> _O que fazer_: Coloque todas as linhas dos dados abaixo em uma tabela Markdown com as colunas "Nº", que traz o número da linha, e "Linha", que traz o texto, deixando de fora as linhas em branco.

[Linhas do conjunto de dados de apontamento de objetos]
================
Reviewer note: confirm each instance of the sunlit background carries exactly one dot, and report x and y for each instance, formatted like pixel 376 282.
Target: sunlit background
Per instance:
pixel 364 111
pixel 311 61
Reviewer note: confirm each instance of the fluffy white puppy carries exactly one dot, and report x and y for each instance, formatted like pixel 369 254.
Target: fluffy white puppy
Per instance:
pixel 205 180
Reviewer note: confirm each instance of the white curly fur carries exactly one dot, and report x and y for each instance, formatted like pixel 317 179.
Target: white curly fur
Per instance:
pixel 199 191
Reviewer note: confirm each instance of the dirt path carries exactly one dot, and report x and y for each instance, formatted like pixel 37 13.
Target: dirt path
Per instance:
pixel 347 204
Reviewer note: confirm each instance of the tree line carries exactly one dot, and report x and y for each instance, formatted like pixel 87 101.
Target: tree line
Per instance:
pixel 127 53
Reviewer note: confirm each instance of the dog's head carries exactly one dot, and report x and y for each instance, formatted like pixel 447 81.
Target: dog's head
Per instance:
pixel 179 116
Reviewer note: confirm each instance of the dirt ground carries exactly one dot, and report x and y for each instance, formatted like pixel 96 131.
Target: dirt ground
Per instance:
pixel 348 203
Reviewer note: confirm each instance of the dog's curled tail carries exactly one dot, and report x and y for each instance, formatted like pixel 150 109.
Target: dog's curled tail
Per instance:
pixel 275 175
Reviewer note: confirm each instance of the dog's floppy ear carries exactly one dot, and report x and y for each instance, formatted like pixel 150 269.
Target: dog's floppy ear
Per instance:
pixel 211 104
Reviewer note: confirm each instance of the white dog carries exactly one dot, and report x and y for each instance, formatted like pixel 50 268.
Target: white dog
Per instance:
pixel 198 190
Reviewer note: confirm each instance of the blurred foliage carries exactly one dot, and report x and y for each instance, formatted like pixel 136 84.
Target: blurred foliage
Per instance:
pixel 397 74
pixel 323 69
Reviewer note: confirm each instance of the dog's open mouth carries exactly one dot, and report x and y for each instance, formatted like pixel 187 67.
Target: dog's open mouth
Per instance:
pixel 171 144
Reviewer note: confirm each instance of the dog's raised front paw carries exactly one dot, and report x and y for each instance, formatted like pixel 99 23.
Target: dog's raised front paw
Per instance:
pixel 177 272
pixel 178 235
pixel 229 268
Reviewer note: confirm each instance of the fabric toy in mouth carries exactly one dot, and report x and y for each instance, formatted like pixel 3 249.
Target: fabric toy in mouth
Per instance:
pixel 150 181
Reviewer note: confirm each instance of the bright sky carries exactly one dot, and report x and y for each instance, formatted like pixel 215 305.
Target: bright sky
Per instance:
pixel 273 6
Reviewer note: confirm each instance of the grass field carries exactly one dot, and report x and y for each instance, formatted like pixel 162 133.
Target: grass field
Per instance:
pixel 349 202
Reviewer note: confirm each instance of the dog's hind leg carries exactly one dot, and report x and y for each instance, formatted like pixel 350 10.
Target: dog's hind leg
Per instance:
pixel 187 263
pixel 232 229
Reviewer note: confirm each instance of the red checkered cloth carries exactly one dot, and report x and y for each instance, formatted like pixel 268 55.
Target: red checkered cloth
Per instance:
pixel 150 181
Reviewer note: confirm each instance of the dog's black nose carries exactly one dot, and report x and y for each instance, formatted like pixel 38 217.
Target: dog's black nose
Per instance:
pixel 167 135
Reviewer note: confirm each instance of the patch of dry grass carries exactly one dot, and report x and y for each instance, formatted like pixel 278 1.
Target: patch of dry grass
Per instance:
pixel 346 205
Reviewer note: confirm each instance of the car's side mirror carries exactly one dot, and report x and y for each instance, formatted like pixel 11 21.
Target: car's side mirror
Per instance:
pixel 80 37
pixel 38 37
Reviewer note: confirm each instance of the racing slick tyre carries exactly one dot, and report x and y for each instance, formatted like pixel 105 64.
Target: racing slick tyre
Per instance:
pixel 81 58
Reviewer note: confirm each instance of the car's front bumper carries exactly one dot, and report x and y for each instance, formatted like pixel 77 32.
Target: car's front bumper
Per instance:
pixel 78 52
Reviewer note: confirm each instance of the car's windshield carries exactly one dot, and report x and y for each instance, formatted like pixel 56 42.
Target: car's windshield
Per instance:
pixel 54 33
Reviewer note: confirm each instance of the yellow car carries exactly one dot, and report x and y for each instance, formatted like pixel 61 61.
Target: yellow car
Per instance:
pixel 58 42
================
> _Solução_:
| Nº | Linha |
|---|---|
| 1 | Reviewer note: confirm each instance of the sunlit background carries exactly one dot, and report x and y for each instance, formatted like pixel 376 282. |
| 2 | Target: sunlit background |
| 3 | Per instance: |
| 4 | pixel 364 111 |
| 5 | pixel 311 61 |
| 6 | Reviewer note: confirm each instance of the fluffy white puppy carries exactly one dot, and report x and y for each instance, formatted like pixel 369 254. |
| 7 | Target: fluffy white puppy |
| 8 | Per instance: |
| 9 | pixel 205 180 |
| 10 | Reviewer note: confirm each instance of the white curly fur carries exactly one dot, and report x and y for each instance, formatted like pixel 317 179. |
| 11 | Target: white curly fur |
| 12 | Per instance: |
| 13 | pixel 199 191 |
| 14 | Reviewer note: confirm each instance of the dirt path carries exactly one dot, and report x and y for each instance, formatted like pixel 37 13. |
| 15 | Target: dirt path |
| 16 | Per instance: |
| 17 | pixel 347 204 |
| 18 | Reviewer note: confirm each instance of the tree line carries exactly one dot, and report x and y for each instance, formatted like pixel 87 101. |
| 19 | Target: tree line |
| 20 | Per instance: |
| 21 | pixel 127 53 |
| 22 | Reviewer note: confirm each instance of the dog's head carries exactly one dot, and report x and y for each instance, formatted like pixel 447 81. |
| 23 | Target: dog's head |
| 24 | Per instance: |
| 25 | pixel 179 116 |
| 26 | Reviewer note: confirm each instance of the dirt ground carries exactly one dot, and report x and y for each instance, formatted like pixel 96 131. |
| 27 | Target: dirt ground |
| 28 | Per instance: |
| 29 | pixel 348 203 |
| 30 | Reviewer note: confirm each instance of the dog's curled tail carries exactly one dot, and report x and y for each instance, formatted like pixel 150 109. |
| 31 | Target: dog's curled tail |
| 32 | Per instance: |
| 33 | pixel 275 175 |
| 34 | Reviewer note: confirm each instance of the dog's floppy ear carries exactly one dot, and report x and y for each instance, formatted like pixel 150 269. |
| 35 | Target: dog's floppy ear |
| 36 | Per instance: |
| 37 | pixel 211 104 |
| 38 | Reviewer note: confirm each instance of the white dog carries exactly one dot, and report x and y for each instance, formatted like pixel 50 268. |
| 39 | Target: white dog |
| 40 | Per instance: |
| 41 | pixel 198 190 |
| 42 | Reviewer note: confirm each instance of the blurred foliage carries exactly one dot, and report x and y for each instance, formatted like pixel 136 84. |
| 43 | Target: blurred foliage |
| 44 | Per instance: |
| 45 | pixel 397 74 |
| 46 | pixel 323 69 |
| 47 | Reviewer note: confirm each instance of the dog's open mouth carries exactly one dot, and report x and y for each instance, formatted like pixel 187 67. |
| 48 | Target: dog's open mouth |
| 49 | Per instance: |
| 50 | pixel 171 144 |
| 51 | Reviewer note: confirm each instance of the dog's raised front paw carries exactly one dot, and report x and y for each instance, formatted like pixel 99 23. |
| 52 | Target: dog's raised front paw |
| 53 | Per instance: |
| 54 | pixel 177 272 |
| 55 | pixel 178 235 |
| 56 | pixel 229 268 |
| 57 | Reviewer note: confirm each instance of the fabric toy in mouth carries exactly one dot, and report x and y for each instance, formatted like pixel 3 249. |
| 58 | Target: fabric toy in mouth |
| 59 | Per instance: |
| 60 | pixel 150 181 |
| 61 | Reviewer note: confirm each instance of the bright sky carries exactly one dot, and report x and y for each instance, formatted like pixel 215 305. |
| 62 | Target: bright sky |
| 63 | Per instance: |
| 64 | pixel 273 6 |
| 65 | Reviewer note: confirm each instance of the grass field carries exactly one dot, and report x and y for each instance, formatted like pixel 162 133. |
| 66 | Target: grass field |
| 67 | Per instance: |
| 68 | pixel 349 202 |
| 69 | Reviewer note: confirm each instance of the dog's hind leg carries exactly one dot, and report x and y for each instance, formatted like pixel 350 10. |
| 70 | Target: dog's hind leg |
| 71 | Per instance: |
| 72 | pixel 187 263 |
| 73 | pixel 232 229 |
| 74 | Reviewer note: confirm each instance of the red checkered cloth carries exactly one dot, and report x and y for each instance, formatted like pixel 268 55. |
| 75 | Target: red checkered cloth |
| 76 | Per instance: |
| 77 | pixel 150 181 |
| 78 | Reviewer note: confirm each instance of the dog's black nose carries exactly one dot, and report x and y for each instance, formatted like pixel 38 217. |
| 79 | Target: dog's black nose |
| 80 | Per instance: |
| 81 | pixel 167 135 |
| 82 | Reviewer note: confirm each instance of the patch of dry grass carries exactly one dot, and report x and y for each instance, formatted like pixel 278 1. |
| 83 | Target: patch of dry grass |
| 84 | Per instance: |
| 85 | pixel 346 205 |
| 86 | Reviewer note: confirm each instance of the car's side mirror carries exactly one dot, and report x and y for each instance, formatted like pixel 11 21. |
| 87 | Target: car's side mirror |
| 88 | Per instance: |
| 89 | pixel 80 37 |
| 90 | pixel 38 37 |
| 91 | Reviewer note: confirm each instance of the racing slick tyre carries exactly one dot, and report x and y for each instance, formatted like pixel 105 64. |
| 92 | Target: racing slick tyre |
| 93 | Per instance: |
| 94 | pixel 81 58 |
| 95 | Reviewer note: confirm each instance of the car's front bumper carries exactly one dot, and report x and y for each instance, formatted like pixel 77 32. |
| 96 | Target: car's front bumper |
| 97 | Per instance: |
| 98 | pixel 78 52 |
| 99 | Reviewer note: confirm each instance of the car's windshield carries exactly one dot, and report x and y for each instance, formatted like pixel 56 42. |
| 100 | Target: car's windshield |
| 101 | Per instance: |
| 102 | pixel 54 33 |
| 103 | Reviewer note: confirm each instance of the yellow car carries exactly one dot, and report x and y for each instance, formatted like pixel 61 61. |
| 104 | Target: yellow car |
| 105 | Per instance: |
| 106 | pixel 58 42 |